>> START

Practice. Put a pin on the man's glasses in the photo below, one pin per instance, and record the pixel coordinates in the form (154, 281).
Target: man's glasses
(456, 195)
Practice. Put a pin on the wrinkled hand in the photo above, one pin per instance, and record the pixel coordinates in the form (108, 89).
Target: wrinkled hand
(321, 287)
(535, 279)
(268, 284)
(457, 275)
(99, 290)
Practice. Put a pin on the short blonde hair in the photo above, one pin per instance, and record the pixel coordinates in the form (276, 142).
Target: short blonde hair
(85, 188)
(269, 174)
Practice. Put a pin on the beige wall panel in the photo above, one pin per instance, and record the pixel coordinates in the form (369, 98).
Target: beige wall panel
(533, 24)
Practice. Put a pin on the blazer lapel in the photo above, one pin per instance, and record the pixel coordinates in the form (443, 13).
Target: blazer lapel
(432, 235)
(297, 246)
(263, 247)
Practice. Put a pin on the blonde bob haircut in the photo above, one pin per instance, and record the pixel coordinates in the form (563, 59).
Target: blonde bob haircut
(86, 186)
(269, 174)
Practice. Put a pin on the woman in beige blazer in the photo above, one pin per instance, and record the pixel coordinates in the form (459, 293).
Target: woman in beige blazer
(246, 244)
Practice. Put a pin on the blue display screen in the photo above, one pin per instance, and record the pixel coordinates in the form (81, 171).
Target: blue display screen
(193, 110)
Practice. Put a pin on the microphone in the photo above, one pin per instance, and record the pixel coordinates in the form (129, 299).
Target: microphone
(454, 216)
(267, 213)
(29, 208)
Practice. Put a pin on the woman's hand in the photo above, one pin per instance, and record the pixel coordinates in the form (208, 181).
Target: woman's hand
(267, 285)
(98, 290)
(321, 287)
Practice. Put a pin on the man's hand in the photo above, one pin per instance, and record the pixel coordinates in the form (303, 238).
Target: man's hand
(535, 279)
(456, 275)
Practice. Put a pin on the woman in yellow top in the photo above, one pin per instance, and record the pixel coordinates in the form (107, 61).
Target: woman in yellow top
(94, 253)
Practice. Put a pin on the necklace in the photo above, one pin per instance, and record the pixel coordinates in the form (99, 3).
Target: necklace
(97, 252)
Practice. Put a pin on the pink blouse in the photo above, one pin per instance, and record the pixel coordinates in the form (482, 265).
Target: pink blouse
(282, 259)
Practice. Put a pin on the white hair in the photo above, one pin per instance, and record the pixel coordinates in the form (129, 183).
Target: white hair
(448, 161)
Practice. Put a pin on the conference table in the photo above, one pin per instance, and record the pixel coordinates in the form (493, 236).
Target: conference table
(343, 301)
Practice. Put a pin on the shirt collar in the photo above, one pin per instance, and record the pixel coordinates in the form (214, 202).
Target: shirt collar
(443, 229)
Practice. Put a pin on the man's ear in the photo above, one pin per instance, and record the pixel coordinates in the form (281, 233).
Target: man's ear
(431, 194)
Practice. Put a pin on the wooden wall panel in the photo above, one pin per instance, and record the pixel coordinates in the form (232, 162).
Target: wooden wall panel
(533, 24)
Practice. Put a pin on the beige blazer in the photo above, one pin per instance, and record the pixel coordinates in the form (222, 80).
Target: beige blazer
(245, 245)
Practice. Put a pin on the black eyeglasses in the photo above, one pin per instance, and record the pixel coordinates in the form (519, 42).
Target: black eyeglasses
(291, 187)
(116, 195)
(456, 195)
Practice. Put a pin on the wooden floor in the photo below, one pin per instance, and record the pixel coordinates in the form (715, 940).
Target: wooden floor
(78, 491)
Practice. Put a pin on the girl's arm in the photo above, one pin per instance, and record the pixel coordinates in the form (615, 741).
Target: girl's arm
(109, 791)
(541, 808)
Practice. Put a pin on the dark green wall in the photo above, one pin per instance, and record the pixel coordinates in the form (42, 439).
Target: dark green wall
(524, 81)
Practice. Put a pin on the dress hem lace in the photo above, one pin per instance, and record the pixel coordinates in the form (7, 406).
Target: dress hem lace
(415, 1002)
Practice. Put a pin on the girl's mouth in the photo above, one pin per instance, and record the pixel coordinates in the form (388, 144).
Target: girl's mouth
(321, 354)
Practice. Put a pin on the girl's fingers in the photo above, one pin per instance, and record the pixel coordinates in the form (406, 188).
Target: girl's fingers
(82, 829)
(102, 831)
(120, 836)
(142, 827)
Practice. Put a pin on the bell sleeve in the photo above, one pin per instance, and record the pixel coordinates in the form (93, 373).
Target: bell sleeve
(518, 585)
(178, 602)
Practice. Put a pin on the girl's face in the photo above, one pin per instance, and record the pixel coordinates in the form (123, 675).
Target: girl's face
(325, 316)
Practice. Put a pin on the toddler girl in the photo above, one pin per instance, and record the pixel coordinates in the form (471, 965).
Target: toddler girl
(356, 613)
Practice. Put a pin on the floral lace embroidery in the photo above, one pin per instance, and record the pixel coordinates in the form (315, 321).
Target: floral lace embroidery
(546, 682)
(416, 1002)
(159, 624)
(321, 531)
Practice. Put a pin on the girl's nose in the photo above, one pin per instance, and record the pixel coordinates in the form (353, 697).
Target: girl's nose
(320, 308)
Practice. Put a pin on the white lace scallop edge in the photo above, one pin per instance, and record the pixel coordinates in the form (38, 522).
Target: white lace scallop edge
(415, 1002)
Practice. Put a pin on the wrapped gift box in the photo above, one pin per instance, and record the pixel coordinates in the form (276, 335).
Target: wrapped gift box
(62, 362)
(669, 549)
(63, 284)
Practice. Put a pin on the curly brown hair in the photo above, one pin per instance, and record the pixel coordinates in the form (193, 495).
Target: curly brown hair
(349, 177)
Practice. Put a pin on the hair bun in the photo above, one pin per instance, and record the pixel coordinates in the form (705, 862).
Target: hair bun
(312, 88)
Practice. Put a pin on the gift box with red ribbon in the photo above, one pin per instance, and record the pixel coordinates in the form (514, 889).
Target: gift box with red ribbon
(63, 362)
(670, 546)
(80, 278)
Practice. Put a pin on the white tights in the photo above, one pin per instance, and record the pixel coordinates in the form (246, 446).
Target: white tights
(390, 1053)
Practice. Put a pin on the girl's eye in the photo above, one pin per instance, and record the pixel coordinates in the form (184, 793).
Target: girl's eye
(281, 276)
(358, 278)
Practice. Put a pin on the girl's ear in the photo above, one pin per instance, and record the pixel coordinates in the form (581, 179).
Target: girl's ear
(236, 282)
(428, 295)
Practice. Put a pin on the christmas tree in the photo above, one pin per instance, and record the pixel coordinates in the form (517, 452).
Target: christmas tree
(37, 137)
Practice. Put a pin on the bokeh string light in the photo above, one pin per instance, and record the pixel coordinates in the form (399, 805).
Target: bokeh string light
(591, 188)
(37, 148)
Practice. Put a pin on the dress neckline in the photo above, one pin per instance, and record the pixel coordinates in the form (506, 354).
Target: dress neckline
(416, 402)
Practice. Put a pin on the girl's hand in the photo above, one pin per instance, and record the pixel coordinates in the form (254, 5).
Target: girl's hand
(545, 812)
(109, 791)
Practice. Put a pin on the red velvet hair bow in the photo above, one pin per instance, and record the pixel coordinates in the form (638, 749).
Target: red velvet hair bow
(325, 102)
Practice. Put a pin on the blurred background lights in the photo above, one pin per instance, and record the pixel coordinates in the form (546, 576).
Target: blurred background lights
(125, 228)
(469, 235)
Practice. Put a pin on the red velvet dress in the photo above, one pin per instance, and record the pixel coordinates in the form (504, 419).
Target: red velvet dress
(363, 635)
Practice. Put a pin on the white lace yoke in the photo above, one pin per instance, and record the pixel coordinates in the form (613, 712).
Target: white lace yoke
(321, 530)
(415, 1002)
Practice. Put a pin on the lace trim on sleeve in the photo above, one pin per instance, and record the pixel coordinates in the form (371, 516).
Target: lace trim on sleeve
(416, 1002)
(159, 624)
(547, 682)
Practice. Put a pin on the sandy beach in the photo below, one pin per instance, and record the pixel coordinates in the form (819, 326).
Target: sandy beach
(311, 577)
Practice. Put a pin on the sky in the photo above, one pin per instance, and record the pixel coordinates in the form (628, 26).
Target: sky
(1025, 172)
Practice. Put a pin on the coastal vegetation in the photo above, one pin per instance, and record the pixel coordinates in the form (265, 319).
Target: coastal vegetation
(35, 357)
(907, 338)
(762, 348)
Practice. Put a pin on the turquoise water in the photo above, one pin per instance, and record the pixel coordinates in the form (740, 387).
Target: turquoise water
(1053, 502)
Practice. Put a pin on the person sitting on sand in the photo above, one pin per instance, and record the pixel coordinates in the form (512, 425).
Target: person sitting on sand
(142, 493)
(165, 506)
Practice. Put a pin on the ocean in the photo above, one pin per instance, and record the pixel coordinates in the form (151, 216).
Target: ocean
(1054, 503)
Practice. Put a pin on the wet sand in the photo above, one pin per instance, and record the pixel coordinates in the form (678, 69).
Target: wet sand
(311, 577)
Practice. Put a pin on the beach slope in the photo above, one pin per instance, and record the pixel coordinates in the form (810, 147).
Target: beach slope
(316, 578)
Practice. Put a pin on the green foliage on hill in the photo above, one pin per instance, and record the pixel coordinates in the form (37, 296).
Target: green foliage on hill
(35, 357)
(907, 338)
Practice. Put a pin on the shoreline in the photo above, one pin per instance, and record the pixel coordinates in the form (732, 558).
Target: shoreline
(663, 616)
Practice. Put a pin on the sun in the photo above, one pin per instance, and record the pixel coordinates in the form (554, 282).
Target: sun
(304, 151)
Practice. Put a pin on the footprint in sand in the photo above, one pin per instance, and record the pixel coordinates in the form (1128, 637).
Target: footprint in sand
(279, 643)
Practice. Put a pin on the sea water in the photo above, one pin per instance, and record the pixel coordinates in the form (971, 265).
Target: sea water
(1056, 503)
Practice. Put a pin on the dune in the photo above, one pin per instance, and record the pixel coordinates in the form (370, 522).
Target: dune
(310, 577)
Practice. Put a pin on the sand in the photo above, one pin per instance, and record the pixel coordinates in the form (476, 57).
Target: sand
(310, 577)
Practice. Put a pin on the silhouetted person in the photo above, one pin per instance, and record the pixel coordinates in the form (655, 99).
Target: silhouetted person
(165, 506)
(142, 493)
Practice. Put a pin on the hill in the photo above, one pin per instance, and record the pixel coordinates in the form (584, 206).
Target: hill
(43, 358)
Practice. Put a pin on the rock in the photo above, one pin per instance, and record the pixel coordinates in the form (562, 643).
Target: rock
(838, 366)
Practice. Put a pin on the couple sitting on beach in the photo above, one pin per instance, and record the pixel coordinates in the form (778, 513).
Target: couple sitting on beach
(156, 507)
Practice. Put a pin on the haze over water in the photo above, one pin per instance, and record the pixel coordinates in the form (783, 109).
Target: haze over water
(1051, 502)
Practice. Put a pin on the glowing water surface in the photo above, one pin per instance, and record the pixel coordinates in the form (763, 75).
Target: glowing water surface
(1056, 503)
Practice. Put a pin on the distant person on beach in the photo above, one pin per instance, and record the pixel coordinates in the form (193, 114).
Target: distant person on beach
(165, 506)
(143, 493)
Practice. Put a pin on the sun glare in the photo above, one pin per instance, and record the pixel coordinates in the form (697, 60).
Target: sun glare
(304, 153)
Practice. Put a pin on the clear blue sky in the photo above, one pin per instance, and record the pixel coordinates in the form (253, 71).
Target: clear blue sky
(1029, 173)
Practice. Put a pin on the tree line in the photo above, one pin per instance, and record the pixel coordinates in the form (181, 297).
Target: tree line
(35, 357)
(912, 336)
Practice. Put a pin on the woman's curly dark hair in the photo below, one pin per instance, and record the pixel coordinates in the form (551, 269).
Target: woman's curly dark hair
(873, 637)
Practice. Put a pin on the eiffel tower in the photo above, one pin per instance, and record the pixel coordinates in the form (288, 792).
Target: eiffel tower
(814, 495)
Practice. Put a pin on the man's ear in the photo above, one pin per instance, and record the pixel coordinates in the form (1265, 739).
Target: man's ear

>> END

EXERCISE DETAILS: Recast the rows above as a numbered list, taking everything from the line containing "Practice. Put a pin on the sun glare" down to the line containing "(1029, 173)", both ends included, and drop any blank lines.

TASK OUTPUT:
1. Practice. Put a pin on the sun glare in the photo above, one pin per instance, and record the pixel coordinates in the form (697, 60).
2. Target: sun glare
3. (304, 153)
4. Practice. Put a pin on the clear blue sky in the photo above, one pin per instance, and record the pixel coordinates in the form (253, 71).
5. Target: clear blue sky
6. (1029, 173)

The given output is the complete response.